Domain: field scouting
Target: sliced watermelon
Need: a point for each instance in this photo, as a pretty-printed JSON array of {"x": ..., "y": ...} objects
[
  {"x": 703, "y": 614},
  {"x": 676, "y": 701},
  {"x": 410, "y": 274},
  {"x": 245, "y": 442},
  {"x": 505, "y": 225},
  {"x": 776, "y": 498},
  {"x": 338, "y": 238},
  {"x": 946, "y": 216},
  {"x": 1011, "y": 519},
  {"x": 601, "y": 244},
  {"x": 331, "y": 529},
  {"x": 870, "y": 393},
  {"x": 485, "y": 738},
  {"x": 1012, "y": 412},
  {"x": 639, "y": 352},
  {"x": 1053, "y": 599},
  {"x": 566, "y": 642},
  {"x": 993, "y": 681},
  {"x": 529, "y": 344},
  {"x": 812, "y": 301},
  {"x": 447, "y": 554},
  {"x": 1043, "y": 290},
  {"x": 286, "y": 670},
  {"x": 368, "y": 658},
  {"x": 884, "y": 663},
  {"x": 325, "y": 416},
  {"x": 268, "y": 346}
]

## EXERCISE DIRECTIONS
Pull out every line of the records above that contains the word "photo".

## EXERCISE ANSWER
Need: a point for each instance in this photo, as a pretty-printed JSON array of {"x": ..., "y": ...} objects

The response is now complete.